++++ Given text ++++

Additionally, the "thinking" variant has a context window of up to 256,000 tokens. This is helpful in "vibe" or "spec" coding where you need to generate code, tests, and integrate Model Context Protocol (MCP) servers for additional capabilities.
OpenAI's gpt-oss: A (surprise) high performing open model
Because OpenAI is the de facto brand name for AI, its release of an open model a surprise. The gpt-oss model matches the performance of slightly older ChatGPT models. After a bit of a rough launch (due to a "harmony" chat template breaking tools), this model is now known for accurate tool use. Its 120b variant fits on a single 80 GB GPU (like an H100), and the 20b version fits on consumer hardware. It also provides a solid alternative to Qwen for organizations that are still evaluating their model decisions (Figure 7).

Small models for consumer devices and the edge
Perhaps the biggest win for AI in 2025 has been the advancement of small language models (SLMs) that can run on almost any consumer device, including mobile phones. Small models are improving faster than most people realize (Figure 8). Although parameter counts might not be changing, their capabilities are increasing. This is the result of improved attention kernels, efficient block layouts, and synthetic data generation techniques that were not available two years ago.

For example, the Granite 4 from IBM focused on edge and on-device deployments. It is even ISO 42001 certified for responsible development and governance. Models from Qwen, Gemma (Google), and Llama are also part of this adoption. They provide small models for developers that need air-gapped inference with predictable costs and no API key requirement.
Real-world use cases for open models
While smaller models helped the majority of people to run and experiment their own AI, open models are also used in the enterprise (Figure 9). We see this especially in highly regulated sectors (like telecommunications or banking) that have a strict requirement for on-premise deployment and data sovereignty. For example, due to data residency regulations, the usage of AI needs to stay local, so open models are a requirement.

In areas ranging from customer service automation (call centers and chatbots) to internal knowledge management (legal and document processing), we see a combination of tools. Teams use data processing tools like Docling along with a "smaller" language model like Llama 4 Scout, DeepSeek R1, or Llama 3 to process and respond to requests. Retrieval-augmented generation (RAG) workflows become important here (Figure 10), as these AI pipelines typically need unstructured data for accurate responses.

++++

The problem
Continue the article on open AI models above, starting after its last sentence.

++++ Records ++++

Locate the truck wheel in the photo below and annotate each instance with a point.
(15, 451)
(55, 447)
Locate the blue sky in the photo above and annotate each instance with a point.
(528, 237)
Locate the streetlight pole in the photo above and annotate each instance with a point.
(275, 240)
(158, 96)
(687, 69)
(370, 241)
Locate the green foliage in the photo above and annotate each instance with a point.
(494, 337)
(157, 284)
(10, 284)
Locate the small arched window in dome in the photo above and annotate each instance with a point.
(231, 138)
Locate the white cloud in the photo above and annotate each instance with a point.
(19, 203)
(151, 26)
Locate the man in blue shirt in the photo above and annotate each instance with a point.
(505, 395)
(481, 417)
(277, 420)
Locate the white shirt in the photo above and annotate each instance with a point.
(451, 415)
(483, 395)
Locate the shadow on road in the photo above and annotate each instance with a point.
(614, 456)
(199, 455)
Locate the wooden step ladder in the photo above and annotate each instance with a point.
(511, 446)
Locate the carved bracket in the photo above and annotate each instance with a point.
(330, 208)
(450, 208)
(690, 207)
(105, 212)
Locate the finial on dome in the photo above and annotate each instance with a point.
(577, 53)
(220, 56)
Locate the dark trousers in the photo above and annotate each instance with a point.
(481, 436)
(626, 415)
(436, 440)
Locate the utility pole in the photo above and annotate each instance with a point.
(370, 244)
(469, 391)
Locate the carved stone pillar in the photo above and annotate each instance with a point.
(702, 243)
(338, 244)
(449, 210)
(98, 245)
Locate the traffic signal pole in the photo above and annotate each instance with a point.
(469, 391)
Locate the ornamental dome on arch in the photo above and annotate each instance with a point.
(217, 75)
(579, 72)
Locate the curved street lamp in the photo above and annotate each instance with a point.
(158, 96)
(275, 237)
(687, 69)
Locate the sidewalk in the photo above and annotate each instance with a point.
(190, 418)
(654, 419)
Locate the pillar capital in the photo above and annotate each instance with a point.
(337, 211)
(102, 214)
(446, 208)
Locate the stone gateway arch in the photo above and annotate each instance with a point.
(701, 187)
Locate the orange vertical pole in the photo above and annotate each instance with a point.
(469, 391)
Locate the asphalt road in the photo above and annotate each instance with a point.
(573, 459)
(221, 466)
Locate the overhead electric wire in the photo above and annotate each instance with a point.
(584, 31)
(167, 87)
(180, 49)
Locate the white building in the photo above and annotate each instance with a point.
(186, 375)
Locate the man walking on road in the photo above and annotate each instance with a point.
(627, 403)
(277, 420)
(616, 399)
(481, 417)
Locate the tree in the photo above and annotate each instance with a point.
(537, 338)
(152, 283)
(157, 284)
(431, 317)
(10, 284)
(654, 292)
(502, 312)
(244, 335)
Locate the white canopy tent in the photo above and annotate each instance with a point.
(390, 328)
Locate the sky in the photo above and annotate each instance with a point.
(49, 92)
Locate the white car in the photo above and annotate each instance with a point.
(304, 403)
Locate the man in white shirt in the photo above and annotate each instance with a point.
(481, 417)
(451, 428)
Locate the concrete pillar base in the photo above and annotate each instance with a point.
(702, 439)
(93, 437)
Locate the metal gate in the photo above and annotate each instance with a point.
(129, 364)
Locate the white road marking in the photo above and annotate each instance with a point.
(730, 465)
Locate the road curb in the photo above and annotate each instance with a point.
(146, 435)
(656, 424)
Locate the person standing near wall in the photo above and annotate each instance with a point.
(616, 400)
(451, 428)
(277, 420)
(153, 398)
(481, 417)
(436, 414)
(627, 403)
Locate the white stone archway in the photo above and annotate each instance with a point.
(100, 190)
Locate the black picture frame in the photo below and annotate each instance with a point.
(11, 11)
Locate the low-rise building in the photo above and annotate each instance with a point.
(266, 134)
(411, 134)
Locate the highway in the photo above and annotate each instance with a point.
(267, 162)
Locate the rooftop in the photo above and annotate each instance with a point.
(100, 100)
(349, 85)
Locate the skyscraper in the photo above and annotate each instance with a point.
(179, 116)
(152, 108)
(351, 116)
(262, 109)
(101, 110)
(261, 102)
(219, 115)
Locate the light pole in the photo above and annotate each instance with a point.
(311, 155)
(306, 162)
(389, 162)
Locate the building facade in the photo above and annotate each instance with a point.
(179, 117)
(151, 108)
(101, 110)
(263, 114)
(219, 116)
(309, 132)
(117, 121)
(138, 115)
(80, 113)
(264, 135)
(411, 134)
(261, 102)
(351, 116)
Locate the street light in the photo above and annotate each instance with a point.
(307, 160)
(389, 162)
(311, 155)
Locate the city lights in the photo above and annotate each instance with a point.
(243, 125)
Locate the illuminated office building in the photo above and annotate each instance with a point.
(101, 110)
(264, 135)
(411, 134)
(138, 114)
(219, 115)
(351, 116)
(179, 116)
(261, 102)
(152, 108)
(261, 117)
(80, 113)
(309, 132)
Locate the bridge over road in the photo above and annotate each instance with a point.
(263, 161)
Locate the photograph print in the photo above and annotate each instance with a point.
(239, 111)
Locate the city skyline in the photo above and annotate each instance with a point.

++++

The answer
How to run these models on your own hardware
You can easily test and evaluate these models. To run locally on your own device (using a GPU or even just a CPU), use Ollama and RamaLama. These command-line interface (CLI) tools can pull and run a model with a single command. These projects both use the llama.cpp inference engine but provide a simple CLI to get you started.
Beyond just chatting, you can also replace run with serve to get a OpenAI-compatible API for your applications instead of a remote endpoint.
ollama run gpt-ossIf you're using Docker or Podman for containerized applications, RamaLama is a great option. It runs models in containers for enhanced isolation and security.
ramalama run gpt-ossvLLM is suited for large-scale inference with concurrent users and repeated requests where caching is useful. A UC Berkeley project now with Red Hat as the main corporate contributor, it supports "any model, on any accelerator, on any cloud." It's also the top open source project by contributors for GitHub in 2025 (Figure 11).

Through a full application platform like Red Hat OpenShift and OpenShift AI, your containerized applications run alongside open models. This provides the observability, guardrails, and more that are needed for enterprise AI deployments.
Wrapping up
The power of open has provided a huge ecosystem of models for right-sized use cases and inference capabilities that power everything from Raspberry Pis to distributed Kubernetes environments. You've learned about models like Qwen, DeepSeek, gpt-oss, and platforms like LMArena and Artificial Analysis that make it easy to select the right one. Now, it's time for you to test them out, see what works for you, and control your AI narrative.